## What is expected
Show each line of the material below that contains the string "pull".

## Data shown
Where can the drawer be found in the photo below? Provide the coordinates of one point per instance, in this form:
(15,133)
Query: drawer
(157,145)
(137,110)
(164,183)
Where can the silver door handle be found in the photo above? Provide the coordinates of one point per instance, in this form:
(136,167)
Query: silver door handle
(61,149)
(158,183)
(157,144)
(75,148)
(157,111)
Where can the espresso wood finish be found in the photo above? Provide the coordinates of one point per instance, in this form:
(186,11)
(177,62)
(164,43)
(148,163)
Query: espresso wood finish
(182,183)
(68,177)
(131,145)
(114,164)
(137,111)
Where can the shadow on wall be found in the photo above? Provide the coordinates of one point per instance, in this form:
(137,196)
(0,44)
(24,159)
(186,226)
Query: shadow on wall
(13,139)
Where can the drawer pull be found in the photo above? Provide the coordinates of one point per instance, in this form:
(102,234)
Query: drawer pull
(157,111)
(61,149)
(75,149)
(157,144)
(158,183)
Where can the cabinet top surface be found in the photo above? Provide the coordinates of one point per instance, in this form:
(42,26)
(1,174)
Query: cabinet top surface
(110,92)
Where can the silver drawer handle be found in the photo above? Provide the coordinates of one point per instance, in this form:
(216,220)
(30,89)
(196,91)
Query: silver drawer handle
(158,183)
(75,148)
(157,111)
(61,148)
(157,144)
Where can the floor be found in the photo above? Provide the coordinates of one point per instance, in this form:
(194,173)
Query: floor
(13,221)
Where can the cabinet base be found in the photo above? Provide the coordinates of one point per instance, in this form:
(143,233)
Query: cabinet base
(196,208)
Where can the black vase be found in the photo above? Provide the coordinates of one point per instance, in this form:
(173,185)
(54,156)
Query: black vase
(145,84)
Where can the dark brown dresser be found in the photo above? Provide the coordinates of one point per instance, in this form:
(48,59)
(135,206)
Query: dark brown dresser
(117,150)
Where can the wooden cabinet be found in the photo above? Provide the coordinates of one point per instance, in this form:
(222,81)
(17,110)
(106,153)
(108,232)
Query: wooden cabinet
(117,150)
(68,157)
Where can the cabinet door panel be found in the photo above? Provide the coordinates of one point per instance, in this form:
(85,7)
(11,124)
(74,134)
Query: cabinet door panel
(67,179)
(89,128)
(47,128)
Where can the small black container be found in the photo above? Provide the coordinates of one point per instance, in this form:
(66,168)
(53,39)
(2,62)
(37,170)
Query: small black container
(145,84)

---

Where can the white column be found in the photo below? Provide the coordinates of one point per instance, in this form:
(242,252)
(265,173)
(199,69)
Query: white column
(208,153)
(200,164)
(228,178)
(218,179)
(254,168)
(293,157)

## Output
Where can the drawer pull be found in the photo above? Provide the coordinates of one point per instance, in this form:
Query: drawer pull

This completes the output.